Activity 1:
In the passage on embodying music research, where do researchers begin?
Activity 2:
Copy word for word the part of the passage on embodying music research that opens with the words containing "Key Questions" and closes with "embodying music research?".
Activity 3:
Proceed with the passage on embodying music research, writing on from its last line.

Given passage:

☆ ☆ ☆ ☆ ☆ ☆ ☆

Resonating Notes: Embodying Music Research

Hovedinnhold

Researchers begin with the body. Awareness of and active engagement with issues of embodiment enhances our ability to produce excellent qualitative and critical research that illuminates how our participants’ minds, bodies, and spirits embody music as learning, performance, and therapeutic practice. In this presentation, I connect current trends in critical, interdisciplinary theorizing of embodiment with creative, practical strategies for doing embodied qualitative research in interdisciplinary music research. Qualitative researchers can move beyond resisting the mind-body split to infuse their research with the vitality that comes from embracing knowledge production as deeply embedded in sensory experience.

Key Questions

  • How can qualitative researchers reconceptualize the role of embodiment in our methodological practices?
  • How can an active engagement with embodiment enhance qualitative and critical music research?
  • What are some strategies for embodying music research?

Recommended Reading

  • Ellingson, L. L. (2017). Embodiment in qualitative research. New York & London: Routledge.

  • Perry, M., & Medina, C. L. (2015). Introduction: Working through the contradictory terrain of the body in qualitative research. In M. Perry, & C. L. Medina (Eds.), Methodologies of embodiment: Inscribing bodies in qualitative research (pp. 1-13). New York: Routledge.

☆ ☆ ☆ ☆ ☆ ☆ ☆

Available data:

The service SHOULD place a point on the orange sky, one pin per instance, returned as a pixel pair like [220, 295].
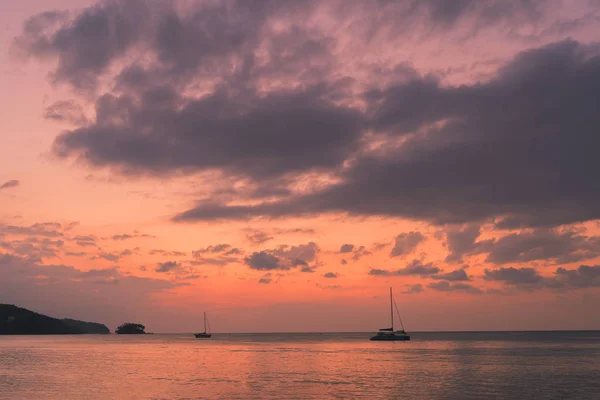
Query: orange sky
[82, 267]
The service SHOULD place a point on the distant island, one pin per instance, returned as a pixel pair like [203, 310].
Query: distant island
[20, 321]
[130, 328]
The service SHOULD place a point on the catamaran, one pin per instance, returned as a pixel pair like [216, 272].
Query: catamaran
[389, 333]
[205, 334]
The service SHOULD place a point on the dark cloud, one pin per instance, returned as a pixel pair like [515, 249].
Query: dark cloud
[84, 243]
[76, 253]
[405, 243]
[263, 261]
[360, 252]
[167, 266]
[33, 248]
[115, 256]
[258, 237]
[103, 273]
[221, 255]
[558, 246]
[514, 276]
[514, 148]
[87, 45]
[302, 231]
[126, 236]
[297, 262]
[219, 248]
[219, 260]
[283, 257]
[167, 253]
[62, 290]
[9, 184]
[583, 277]
[462, 242]
[456, 275]
[66, 111]
[347, 248]
[413, 289]
[47, 229]
[262, 137]
[415, 267]
[445, 286]
[305, 252]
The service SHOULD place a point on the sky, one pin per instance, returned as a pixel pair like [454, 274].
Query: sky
[281, 164]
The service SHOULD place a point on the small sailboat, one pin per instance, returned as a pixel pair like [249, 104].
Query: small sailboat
[206, 334]
[389, 333]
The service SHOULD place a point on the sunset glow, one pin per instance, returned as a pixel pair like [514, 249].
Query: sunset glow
[280, 165]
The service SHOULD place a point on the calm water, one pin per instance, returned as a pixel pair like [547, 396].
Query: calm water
[532, 365]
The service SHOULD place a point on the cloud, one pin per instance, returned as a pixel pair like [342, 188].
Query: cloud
[456, 275]
[219, 248]
[33, 248]
[66, 111]
[115, 256]
[445, 286]
[263, 261]
[413, 289]
[462, 242]
[106, 296]
[405, 243]
[513, 276]
[584, 276]
[360, 252]
[126, 236]
[469, 133]
[559, 246]
[415, 267]
[284, 257]
[47, 229]
[347, 248]
[167, 253]
[258, 237]
[167, 266]
[9, 184]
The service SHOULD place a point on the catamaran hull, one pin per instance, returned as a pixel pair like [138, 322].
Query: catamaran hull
[390, 338]
[202, 335]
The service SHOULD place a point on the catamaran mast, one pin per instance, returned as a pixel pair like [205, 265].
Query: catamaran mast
[391, 309]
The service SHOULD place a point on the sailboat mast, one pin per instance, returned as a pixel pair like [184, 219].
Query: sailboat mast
[391, 309]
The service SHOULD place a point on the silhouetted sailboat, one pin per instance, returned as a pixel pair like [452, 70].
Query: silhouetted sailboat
[206, 334]
[389, 333]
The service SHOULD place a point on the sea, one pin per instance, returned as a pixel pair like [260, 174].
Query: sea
[441, 365]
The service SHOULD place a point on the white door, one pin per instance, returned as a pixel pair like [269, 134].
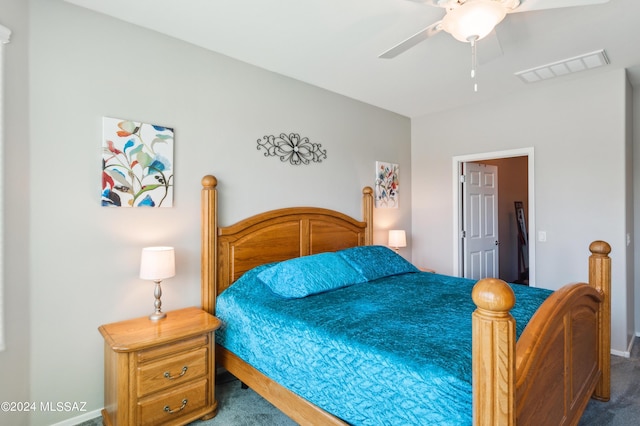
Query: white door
[480, 221]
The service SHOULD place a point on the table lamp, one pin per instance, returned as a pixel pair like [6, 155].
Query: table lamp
[156, 264]
[397, 239]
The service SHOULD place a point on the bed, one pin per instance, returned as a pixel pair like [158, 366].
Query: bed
[544, 373]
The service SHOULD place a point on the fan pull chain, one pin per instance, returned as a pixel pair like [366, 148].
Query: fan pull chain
[474, 62]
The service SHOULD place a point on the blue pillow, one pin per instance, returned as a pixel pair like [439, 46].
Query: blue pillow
[376, 261]
[307, 275]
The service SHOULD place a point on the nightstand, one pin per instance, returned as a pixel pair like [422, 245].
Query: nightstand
[160, 372]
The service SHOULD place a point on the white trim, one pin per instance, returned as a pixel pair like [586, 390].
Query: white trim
[81, 418]
[625, 354]
[5, 34]
[457, 164]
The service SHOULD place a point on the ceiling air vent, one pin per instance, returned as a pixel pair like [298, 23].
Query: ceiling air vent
[566, 66]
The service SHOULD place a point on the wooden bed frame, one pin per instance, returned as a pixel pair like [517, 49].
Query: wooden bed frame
[561, 360]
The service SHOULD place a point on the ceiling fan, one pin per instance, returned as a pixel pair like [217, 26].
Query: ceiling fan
[472, 20]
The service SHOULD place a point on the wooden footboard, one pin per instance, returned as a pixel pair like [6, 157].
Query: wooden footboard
[561, 360]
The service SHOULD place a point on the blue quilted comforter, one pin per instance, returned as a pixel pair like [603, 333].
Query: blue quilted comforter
[394, 350]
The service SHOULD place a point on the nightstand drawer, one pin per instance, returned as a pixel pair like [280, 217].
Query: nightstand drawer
[172, 371]
[173, 405]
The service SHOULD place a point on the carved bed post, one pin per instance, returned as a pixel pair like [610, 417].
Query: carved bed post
[600, 279]
[209, 252]
[367, 214]
[494, 346]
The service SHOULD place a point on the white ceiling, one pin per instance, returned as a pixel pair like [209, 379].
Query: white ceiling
[334, 44]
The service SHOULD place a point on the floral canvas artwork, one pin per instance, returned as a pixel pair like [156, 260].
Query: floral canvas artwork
[386, 192]
[137, 164]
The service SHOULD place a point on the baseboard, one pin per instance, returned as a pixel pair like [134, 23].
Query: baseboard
[627, 353]
[79, 419]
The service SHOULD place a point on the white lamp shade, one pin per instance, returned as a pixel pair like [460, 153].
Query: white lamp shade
[474, 19]
[157, 263]
[397, 238]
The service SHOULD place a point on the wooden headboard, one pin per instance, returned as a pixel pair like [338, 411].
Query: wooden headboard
[276, 235]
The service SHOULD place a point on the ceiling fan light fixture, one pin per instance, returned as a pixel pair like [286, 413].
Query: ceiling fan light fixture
[474, 19]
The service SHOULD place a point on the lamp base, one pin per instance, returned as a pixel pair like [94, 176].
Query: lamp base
[158, 314]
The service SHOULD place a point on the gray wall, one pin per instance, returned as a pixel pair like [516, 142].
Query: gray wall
[580, 138]
[74, 264]
[14, 361]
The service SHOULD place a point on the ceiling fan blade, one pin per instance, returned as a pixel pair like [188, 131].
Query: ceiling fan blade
[489, 48]
[412, 41]
[527, 5]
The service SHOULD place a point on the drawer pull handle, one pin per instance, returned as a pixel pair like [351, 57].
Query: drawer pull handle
[170, 411]
[170, 377]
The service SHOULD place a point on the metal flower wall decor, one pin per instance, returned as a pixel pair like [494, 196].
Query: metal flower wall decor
[292, 148]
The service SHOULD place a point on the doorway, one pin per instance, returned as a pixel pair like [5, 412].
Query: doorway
[508, 225]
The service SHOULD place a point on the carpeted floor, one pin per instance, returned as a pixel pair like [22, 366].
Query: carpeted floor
[243, 407]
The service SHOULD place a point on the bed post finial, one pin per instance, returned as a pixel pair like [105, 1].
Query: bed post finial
[600, 279]
[367, 214]
[208, 248]
[493, 351]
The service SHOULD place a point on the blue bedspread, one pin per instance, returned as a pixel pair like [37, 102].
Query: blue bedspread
[392, 351]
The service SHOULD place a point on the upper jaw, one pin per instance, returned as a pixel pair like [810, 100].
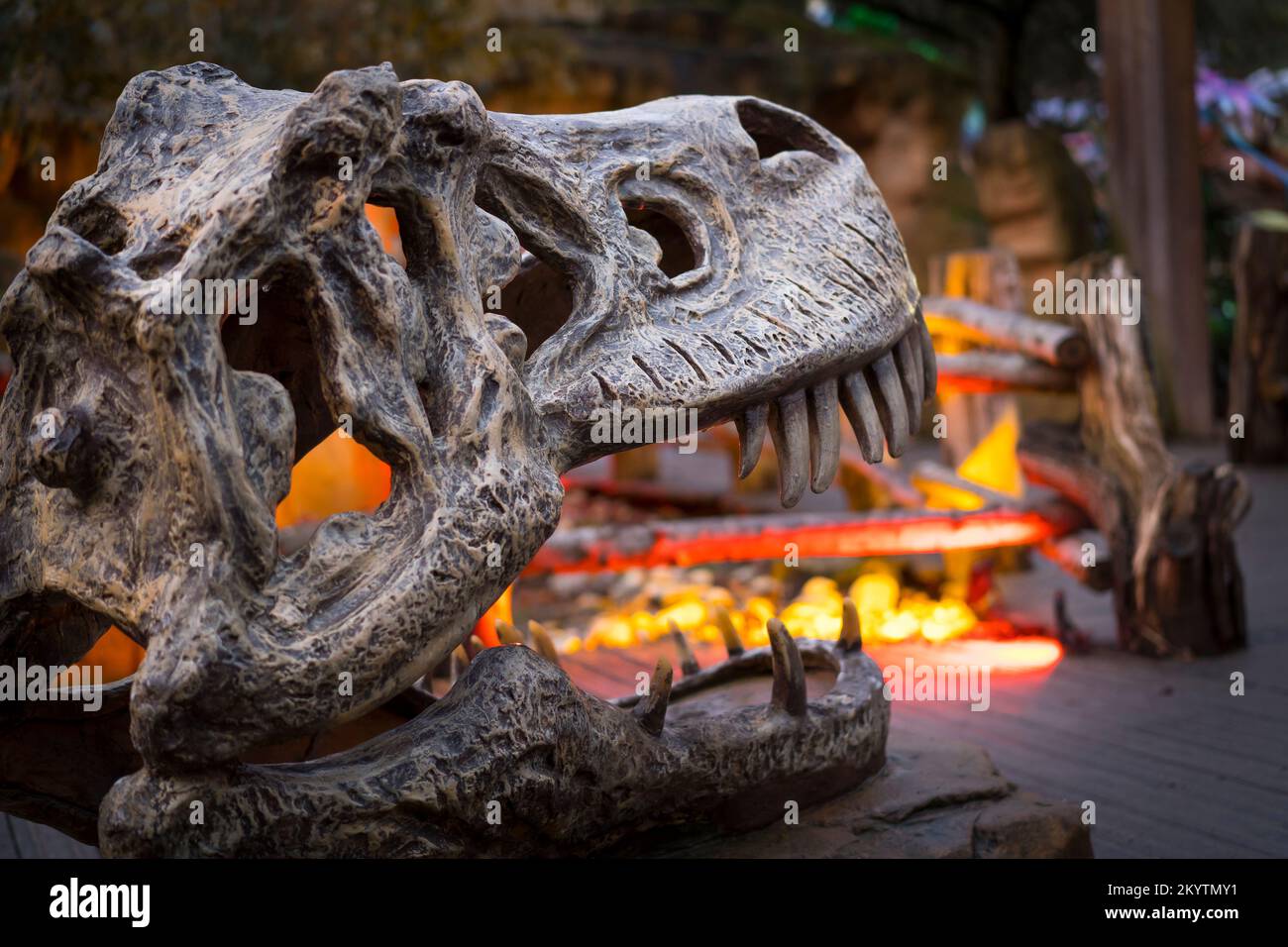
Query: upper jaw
[798, 299]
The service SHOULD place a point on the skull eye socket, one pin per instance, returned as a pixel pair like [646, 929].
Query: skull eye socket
[678, 252]
[776, 131]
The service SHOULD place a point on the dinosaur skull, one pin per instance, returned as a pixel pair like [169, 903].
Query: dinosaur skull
[656, 257]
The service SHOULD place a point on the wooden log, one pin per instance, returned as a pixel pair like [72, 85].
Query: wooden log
[1258, 357]
[746, 539]
[971, 403]
[1176, 581]
[979, 324]
[928, 474]
[1070, 554]
[1000, 371]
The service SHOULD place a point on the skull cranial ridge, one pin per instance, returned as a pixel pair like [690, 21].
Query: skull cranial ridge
[176, 432]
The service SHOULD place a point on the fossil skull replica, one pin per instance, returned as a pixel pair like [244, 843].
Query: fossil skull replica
[133, 438]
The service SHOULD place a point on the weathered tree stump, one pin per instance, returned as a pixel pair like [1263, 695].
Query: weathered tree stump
[1176, 581]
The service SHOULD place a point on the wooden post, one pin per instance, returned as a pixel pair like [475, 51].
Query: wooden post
[1175, 575]
[1147, 51]
[984, 275]
[1258, 359]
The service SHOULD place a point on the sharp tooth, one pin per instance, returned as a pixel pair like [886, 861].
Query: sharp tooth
[733, 643]
[928, 369]
[545, 646]
[824, 429]
[862, 411]
[789, 690]
[851, 635]
[651, 711]
[892, 407]
[751, 436]
[688, 663]
[789, 425]
[910, 369]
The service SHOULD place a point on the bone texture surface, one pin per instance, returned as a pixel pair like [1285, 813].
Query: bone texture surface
[717, 256]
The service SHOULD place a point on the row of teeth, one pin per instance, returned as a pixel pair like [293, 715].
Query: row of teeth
[883, 401]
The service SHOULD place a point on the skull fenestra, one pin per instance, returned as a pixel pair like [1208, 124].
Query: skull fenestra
[722, 256]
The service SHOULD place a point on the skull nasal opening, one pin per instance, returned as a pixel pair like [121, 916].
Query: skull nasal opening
[776, 131]
[678, 252]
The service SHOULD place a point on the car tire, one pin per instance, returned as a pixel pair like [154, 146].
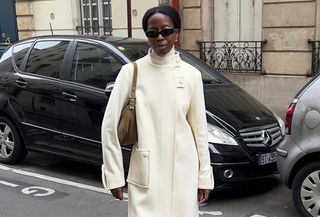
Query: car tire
[306, 190]
[12, 149]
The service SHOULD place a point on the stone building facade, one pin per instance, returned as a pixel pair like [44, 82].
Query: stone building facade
[286, 25]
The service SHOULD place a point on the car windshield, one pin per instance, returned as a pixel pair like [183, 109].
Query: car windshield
[209, 75]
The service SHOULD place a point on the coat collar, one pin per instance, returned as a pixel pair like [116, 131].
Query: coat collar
[172, 58]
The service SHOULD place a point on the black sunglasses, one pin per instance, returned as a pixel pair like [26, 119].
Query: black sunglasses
[163, 32]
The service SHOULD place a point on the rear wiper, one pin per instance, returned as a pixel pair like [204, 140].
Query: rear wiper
[210, 81]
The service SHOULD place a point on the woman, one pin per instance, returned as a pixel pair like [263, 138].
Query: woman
[170, 168]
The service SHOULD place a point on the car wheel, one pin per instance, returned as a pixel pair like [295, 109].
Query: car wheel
[12, 149]
[306, 190]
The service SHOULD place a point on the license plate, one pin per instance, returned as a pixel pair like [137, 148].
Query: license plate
[267, 158]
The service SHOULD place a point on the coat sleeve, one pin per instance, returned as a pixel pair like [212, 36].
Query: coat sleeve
[197, 119]
[112, 167]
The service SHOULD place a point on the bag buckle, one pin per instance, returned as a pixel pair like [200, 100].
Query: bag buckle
[132, 102]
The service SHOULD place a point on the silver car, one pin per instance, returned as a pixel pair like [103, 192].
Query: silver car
[299, 153]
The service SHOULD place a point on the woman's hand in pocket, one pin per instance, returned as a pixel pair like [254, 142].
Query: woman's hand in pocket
[203, 195]
[117, 193]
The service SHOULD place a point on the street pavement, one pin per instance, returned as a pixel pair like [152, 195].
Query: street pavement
[49, 186]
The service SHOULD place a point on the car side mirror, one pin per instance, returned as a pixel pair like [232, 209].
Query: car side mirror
[109, 88]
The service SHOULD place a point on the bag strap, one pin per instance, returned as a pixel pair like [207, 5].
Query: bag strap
[134, 84]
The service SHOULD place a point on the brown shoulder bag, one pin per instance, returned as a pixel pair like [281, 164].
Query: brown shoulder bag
[127, 127]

☆ ☆ ☆ ☆ ☆ ☆ ☆

Answer area 1:
With the body.

Answer area 2:
Key Questions

  • How can qualitative researchers reconceptualize the role of embodiment in our methodological practices?
  • How can an active engagement with embodiment enhance qualitative and critical music research?
  • What are some strategies for embodying music research?

Answer area 3:
  • Pink, S. (2015). Doing sensory ethnography. Thousand Oaks, CA: Sage.

Biography

Dr. Laura Ellingson (Ph.D. University of South Florida, 2001) is the Patrick A. Donohoe, S.J. Professor of Communication and Women's & Gender Studies at Santa Clara University. Dr. Ellingson's passion for methodological and epistemological innovation infuses all of her research and creative work. She seeks to enlarge possibilities for spanning theoretical, paradigmatic, and representational boundaries through her development of a crystallization framework for qualitative research (Engaging Crystallization in Qualitative Research, 2009, Sage) and her articulation of embodied research practices (Embodiment in Qualitative Research, 2017, Routledge). Narrative, feminist, and pragmatic perspectives guide her ethnographic research in communication in health care delivery and in extended/chosen families.